Stored data:
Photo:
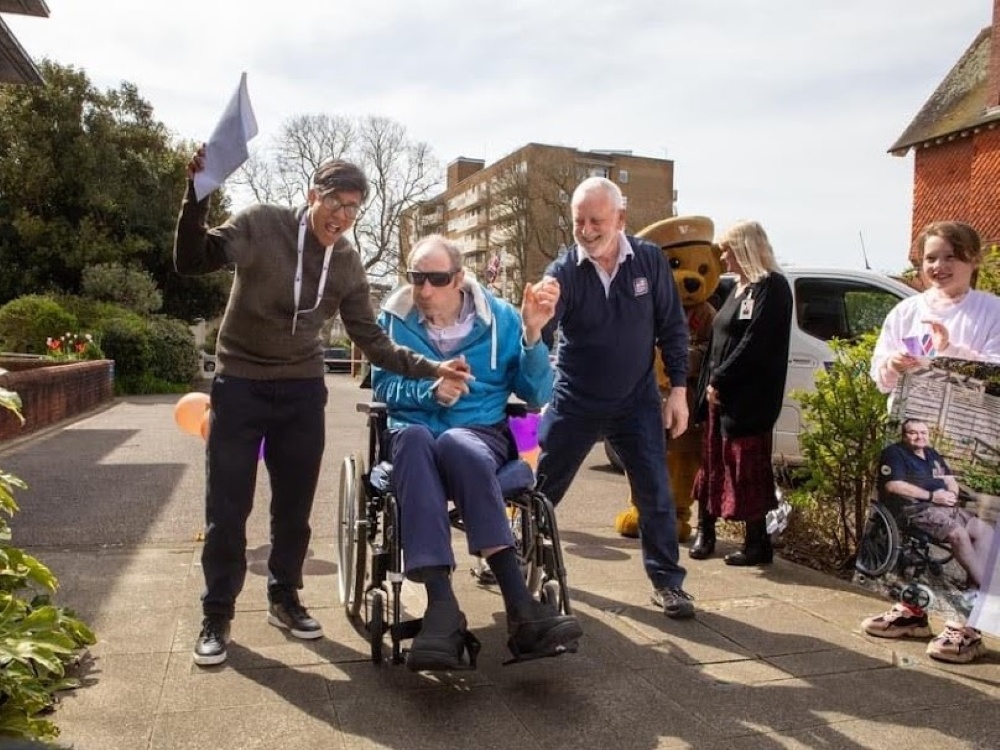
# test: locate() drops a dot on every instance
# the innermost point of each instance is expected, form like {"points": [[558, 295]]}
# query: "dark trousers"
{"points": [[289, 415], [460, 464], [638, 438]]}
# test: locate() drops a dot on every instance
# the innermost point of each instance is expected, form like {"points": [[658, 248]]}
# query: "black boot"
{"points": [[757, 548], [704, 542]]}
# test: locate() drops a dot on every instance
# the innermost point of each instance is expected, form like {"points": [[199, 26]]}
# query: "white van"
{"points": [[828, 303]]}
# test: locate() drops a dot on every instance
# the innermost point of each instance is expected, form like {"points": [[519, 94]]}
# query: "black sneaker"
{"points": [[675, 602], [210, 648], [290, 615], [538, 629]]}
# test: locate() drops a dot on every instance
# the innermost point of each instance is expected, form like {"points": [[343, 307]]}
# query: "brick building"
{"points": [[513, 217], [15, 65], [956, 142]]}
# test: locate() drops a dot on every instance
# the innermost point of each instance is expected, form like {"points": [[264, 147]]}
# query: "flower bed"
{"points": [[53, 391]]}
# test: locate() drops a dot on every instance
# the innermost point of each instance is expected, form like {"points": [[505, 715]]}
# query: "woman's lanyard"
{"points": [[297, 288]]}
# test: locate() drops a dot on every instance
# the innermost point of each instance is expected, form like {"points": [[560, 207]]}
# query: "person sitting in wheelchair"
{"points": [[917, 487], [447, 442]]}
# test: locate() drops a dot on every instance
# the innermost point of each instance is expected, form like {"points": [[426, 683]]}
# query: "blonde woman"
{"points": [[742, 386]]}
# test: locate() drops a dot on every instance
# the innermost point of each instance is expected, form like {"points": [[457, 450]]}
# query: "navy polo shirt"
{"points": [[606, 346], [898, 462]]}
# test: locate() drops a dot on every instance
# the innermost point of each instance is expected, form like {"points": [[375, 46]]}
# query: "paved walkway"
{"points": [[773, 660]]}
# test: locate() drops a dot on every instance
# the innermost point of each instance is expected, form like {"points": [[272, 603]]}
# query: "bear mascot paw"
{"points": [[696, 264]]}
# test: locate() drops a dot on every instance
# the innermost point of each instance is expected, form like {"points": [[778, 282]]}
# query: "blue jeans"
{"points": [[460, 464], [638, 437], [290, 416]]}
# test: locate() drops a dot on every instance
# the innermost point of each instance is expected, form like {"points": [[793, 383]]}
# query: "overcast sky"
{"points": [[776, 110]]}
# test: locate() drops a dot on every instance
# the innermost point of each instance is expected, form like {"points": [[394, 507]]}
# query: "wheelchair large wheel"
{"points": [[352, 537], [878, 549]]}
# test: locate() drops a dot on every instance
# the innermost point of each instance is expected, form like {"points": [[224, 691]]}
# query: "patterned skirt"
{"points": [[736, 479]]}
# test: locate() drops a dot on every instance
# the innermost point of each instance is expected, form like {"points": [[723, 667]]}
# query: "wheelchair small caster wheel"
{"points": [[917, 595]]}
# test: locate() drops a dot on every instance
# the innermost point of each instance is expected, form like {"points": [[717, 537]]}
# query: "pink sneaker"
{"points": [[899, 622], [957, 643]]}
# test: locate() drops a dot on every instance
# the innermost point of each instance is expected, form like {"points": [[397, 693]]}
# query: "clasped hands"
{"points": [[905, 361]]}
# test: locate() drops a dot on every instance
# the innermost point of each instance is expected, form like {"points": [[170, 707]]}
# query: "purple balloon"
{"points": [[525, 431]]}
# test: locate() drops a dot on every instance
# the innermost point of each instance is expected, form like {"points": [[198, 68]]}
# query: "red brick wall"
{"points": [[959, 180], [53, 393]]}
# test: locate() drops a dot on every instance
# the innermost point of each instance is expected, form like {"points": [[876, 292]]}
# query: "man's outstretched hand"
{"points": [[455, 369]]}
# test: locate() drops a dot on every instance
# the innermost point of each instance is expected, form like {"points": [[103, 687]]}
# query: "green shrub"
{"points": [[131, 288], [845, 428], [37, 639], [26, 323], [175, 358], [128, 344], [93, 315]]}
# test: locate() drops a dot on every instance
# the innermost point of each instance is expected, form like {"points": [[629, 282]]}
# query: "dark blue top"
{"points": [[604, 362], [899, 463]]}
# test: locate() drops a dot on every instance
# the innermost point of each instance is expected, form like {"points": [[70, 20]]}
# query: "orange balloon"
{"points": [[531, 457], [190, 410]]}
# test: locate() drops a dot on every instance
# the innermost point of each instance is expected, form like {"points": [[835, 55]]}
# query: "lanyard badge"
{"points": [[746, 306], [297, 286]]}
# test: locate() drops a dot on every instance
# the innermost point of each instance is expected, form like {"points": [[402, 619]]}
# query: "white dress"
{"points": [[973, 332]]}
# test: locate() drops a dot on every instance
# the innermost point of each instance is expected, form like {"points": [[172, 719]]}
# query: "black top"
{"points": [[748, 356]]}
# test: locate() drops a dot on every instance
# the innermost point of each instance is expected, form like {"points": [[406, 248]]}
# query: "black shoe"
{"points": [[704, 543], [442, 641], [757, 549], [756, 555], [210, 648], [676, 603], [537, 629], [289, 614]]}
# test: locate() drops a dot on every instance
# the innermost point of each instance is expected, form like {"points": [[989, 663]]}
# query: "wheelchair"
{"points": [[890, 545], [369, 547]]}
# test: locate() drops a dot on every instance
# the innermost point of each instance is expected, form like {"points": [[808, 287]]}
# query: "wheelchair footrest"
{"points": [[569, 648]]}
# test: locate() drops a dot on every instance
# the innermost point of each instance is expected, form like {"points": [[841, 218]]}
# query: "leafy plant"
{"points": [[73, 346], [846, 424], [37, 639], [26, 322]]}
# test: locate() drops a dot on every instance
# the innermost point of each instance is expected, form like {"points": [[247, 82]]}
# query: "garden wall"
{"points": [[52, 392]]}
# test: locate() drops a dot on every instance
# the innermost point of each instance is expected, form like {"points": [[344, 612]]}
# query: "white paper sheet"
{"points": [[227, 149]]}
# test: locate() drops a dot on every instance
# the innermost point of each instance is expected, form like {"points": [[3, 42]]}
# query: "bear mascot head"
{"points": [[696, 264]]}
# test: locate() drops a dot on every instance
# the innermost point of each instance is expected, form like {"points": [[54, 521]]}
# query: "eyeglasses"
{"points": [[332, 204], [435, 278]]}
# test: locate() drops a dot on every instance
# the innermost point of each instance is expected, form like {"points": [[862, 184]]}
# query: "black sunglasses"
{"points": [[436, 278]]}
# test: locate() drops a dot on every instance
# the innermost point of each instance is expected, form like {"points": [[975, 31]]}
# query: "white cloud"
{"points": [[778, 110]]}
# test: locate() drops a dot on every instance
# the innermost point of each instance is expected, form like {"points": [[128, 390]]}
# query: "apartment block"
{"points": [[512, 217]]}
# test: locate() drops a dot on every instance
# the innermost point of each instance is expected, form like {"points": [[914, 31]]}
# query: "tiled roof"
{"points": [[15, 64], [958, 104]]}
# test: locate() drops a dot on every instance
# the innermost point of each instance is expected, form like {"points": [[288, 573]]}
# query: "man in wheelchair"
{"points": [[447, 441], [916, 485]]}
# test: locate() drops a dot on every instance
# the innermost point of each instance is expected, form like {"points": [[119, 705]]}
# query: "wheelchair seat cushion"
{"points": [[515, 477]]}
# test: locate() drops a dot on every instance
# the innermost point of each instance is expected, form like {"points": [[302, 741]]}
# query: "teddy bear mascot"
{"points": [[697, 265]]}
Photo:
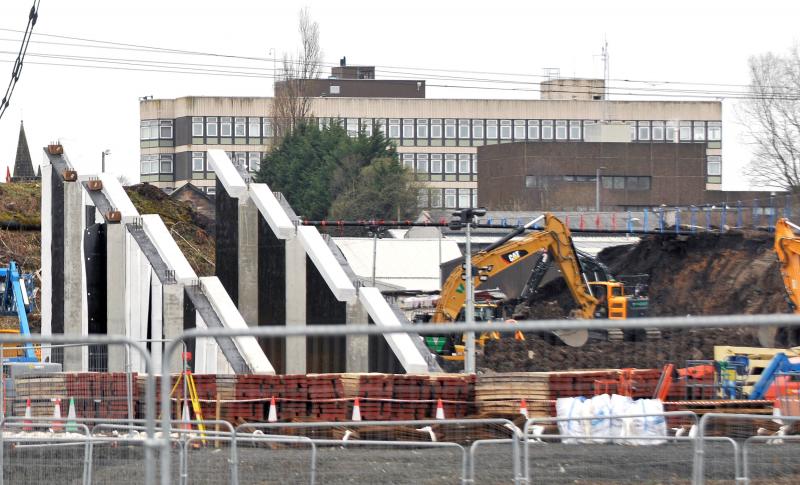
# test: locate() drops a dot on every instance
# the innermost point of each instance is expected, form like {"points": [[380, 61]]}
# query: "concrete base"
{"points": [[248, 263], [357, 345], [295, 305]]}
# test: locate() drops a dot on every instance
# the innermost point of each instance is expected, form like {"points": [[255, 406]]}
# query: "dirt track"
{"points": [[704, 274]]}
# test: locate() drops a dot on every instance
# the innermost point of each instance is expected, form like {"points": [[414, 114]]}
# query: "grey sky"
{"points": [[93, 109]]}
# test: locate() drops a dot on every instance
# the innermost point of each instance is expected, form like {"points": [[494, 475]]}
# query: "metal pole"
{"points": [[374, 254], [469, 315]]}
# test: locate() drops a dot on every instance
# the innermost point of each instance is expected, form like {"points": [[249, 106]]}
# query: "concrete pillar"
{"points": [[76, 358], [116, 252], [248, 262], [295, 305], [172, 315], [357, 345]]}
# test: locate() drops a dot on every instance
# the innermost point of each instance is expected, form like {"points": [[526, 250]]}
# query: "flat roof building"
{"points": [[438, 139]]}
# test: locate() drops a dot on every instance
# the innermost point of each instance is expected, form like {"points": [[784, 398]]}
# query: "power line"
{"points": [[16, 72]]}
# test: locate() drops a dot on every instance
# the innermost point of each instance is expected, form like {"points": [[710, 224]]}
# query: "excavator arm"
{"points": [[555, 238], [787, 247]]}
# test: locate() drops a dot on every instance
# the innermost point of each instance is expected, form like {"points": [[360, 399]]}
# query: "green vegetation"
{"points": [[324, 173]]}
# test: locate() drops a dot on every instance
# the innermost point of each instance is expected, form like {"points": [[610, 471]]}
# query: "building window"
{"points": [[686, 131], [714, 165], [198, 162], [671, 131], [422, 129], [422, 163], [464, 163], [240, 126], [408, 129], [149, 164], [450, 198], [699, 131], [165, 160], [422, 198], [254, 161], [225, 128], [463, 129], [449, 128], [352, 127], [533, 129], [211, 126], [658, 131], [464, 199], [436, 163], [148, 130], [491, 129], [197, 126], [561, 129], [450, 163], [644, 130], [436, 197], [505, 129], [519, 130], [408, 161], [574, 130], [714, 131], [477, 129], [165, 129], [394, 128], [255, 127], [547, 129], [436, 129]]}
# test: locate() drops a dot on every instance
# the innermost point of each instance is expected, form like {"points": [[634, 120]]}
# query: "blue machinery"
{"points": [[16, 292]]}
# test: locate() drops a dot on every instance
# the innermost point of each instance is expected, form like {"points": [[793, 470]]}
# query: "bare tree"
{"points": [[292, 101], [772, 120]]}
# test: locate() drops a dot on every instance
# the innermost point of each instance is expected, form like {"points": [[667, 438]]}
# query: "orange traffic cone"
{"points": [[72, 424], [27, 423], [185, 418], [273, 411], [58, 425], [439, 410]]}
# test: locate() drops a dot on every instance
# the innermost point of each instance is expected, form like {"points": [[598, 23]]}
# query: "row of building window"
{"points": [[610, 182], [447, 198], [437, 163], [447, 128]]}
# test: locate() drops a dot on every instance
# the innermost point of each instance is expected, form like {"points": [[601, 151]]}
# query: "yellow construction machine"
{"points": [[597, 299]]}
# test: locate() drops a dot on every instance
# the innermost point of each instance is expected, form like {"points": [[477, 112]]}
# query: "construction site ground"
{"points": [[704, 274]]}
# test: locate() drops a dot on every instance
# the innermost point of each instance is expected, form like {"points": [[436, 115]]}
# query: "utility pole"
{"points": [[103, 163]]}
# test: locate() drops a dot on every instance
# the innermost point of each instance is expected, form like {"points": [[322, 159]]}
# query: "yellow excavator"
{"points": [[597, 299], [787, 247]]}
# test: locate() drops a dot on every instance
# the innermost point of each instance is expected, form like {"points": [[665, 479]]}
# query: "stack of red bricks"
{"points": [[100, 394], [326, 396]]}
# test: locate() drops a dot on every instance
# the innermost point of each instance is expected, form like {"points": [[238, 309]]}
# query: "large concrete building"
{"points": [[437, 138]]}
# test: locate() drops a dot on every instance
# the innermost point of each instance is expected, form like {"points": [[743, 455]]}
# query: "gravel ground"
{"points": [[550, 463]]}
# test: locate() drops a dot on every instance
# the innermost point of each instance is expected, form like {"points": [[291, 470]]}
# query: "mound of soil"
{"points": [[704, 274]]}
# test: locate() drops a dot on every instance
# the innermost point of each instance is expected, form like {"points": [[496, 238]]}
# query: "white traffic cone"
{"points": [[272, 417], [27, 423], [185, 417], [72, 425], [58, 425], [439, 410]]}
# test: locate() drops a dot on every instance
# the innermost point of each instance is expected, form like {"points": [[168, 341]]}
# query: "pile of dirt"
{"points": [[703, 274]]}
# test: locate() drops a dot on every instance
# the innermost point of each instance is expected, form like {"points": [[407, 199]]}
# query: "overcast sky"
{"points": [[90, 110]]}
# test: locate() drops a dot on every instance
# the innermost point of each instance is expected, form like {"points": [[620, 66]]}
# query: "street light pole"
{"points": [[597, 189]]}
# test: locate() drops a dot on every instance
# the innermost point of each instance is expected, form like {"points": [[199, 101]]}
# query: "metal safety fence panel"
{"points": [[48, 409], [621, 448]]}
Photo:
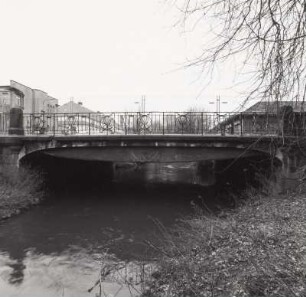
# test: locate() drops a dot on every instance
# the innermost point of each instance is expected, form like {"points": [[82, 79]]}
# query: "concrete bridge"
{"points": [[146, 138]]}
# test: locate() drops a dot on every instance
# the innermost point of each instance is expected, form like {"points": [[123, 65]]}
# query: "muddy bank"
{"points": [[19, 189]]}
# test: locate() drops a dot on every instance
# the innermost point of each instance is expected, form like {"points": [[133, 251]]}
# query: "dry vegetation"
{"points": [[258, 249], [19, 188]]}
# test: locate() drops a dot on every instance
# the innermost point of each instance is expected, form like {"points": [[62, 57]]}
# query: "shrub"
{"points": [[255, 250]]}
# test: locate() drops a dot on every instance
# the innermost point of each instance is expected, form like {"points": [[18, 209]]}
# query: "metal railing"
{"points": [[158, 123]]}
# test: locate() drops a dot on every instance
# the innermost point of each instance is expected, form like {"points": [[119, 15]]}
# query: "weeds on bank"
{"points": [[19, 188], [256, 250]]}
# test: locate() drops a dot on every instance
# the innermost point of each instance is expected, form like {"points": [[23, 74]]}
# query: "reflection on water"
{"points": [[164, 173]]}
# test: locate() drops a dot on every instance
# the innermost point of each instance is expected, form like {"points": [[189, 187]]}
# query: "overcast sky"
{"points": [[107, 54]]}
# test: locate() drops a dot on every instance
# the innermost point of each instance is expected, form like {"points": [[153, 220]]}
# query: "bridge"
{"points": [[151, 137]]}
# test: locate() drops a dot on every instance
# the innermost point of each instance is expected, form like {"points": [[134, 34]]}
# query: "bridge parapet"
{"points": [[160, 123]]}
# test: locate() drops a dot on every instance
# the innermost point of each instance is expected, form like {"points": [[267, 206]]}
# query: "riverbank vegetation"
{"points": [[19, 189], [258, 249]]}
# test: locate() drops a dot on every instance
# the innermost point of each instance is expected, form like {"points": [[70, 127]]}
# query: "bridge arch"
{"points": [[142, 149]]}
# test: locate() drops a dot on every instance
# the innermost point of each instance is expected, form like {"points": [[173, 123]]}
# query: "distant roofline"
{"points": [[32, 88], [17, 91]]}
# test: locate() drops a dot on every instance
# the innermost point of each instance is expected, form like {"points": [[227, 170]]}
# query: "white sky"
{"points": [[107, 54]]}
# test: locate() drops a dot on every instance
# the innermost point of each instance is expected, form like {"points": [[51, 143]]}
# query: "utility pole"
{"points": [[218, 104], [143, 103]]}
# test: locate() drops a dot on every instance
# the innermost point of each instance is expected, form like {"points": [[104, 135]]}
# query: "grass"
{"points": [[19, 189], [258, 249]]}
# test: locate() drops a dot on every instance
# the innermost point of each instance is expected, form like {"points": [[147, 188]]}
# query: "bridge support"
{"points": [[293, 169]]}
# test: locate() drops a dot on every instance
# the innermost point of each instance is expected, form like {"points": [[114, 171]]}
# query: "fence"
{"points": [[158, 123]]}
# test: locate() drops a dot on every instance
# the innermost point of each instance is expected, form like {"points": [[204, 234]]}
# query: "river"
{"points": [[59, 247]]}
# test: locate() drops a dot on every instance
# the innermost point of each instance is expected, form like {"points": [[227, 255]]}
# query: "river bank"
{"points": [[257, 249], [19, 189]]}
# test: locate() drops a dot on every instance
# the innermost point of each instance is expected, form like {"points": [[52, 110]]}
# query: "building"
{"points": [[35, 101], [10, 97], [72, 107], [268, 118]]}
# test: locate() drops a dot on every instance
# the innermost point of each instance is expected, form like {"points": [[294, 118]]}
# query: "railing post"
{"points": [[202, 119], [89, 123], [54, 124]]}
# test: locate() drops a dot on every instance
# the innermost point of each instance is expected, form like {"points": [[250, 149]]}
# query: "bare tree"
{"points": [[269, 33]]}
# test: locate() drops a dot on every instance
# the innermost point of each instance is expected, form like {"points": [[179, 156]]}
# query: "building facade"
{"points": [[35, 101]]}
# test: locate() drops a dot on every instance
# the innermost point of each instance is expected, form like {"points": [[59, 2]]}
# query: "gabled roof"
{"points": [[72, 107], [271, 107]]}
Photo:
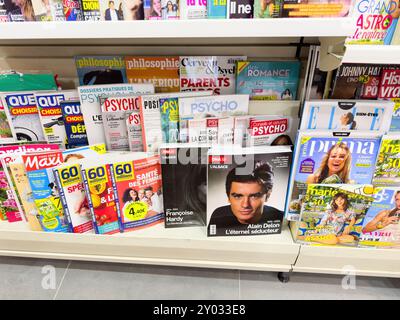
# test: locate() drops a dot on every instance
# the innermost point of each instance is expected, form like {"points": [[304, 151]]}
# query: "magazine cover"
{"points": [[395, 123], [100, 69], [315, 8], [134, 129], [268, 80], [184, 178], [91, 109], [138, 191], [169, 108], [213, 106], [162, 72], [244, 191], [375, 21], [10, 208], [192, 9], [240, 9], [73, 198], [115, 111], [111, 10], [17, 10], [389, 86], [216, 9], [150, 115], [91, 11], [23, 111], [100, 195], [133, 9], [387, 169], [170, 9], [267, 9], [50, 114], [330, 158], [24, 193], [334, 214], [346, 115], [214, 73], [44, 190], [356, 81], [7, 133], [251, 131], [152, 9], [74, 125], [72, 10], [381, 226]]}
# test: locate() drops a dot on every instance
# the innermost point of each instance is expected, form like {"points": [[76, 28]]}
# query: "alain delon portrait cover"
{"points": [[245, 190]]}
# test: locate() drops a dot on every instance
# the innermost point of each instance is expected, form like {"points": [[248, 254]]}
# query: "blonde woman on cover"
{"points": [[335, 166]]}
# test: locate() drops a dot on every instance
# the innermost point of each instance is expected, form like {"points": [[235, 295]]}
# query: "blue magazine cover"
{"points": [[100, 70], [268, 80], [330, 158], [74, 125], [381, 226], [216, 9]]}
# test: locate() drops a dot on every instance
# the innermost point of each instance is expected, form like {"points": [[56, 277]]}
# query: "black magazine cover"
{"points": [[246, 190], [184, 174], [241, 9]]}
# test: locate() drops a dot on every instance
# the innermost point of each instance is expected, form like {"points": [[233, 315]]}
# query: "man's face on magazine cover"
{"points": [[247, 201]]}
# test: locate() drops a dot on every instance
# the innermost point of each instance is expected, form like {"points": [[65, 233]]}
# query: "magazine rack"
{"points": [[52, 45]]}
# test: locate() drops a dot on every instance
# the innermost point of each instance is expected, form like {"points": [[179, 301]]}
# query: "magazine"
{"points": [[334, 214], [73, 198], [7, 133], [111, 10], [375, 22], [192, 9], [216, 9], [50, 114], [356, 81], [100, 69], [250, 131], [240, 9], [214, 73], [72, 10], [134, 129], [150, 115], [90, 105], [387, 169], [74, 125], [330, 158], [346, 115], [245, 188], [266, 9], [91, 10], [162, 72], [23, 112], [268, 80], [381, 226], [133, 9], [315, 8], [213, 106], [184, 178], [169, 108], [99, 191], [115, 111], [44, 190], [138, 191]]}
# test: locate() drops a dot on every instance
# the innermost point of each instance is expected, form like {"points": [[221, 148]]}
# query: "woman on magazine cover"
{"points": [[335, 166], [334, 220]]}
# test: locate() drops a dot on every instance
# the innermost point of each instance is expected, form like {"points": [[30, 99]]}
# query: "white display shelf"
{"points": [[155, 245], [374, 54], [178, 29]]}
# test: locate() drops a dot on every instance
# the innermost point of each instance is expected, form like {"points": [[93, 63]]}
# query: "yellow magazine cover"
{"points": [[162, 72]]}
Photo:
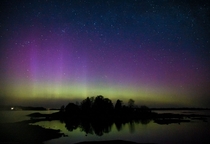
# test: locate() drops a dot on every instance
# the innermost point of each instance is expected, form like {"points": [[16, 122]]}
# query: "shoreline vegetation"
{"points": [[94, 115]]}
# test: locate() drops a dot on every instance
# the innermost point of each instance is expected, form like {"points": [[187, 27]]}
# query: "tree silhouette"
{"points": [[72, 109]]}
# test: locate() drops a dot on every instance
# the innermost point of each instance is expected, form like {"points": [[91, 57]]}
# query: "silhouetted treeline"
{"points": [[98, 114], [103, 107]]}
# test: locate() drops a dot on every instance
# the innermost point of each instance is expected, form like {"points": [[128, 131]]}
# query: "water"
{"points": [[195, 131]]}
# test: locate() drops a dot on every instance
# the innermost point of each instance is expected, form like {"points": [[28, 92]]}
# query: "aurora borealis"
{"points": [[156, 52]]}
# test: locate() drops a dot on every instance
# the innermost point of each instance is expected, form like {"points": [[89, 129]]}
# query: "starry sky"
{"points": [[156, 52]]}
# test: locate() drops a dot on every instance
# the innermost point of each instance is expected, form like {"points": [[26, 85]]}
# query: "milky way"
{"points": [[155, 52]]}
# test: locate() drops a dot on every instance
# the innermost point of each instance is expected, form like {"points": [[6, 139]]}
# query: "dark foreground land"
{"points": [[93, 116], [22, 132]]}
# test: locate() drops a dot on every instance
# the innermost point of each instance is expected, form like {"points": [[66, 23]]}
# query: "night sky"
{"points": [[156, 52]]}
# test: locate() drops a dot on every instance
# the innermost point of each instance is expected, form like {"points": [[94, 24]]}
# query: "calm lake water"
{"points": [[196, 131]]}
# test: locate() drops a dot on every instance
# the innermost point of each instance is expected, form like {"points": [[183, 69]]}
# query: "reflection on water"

> What is expected:
Identify every line in the listing above that contains the string "wheelchair", and copy each of those lines. Letter case counts.

> Correct response:
# query: "person sitting in wheelchair"
# query: "wheelchair large wheel"
# query: "wheelchair small caster wheel"
# query: "wheelchair"
# query: "wheelchair footrest"
# query: "man in wheelchair"
# query: "wheelchair seat cushion"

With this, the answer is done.